--- Data for processing ---

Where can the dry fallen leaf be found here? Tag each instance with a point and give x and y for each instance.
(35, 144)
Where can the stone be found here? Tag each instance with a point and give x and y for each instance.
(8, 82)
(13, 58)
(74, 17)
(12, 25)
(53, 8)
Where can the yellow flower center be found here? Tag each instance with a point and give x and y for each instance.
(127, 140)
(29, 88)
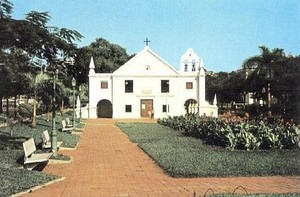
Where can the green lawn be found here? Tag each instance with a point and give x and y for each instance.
(13, 178)
(258, 195)
(182, 156)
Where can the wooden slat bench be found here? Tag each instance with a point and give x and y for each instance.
(65, 127)
(32, 159)
(46, 143)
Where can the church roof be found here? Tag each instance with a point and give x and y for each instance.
(148, 63)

---

(Work to be completed):
Reproduce every one of the rows above word for word, omitting the pictures.

(Output of the task):
Where can the dry fallen leaf be found here? Tag each instance with a point and give x and y for each instance.
(35, 144)
Where can the stone be found here? Tag each instance with a point and give x and y for each instance.
(8, 82)
(13, 58)
(74, 17)
(12, 25)
(53, 8)
Where can the yellow flower center be found here? Tag each instance with a point and give x and y for each instance.
(127, 140)
(29, 88)
Where can the green lawn be found here? Tag each instance with a point and give x and y for each instance.
(13, 178)
(258, 195)
(182, 156)
Where can the wooden slat bench be found here? Tag each instance with a point and give x and y for each instance.
(65, 127)
(32, 159)
(46, 143)
Where can the church roof be found here? Tag each instance with a point and give x and y for each instance.
(148, 63)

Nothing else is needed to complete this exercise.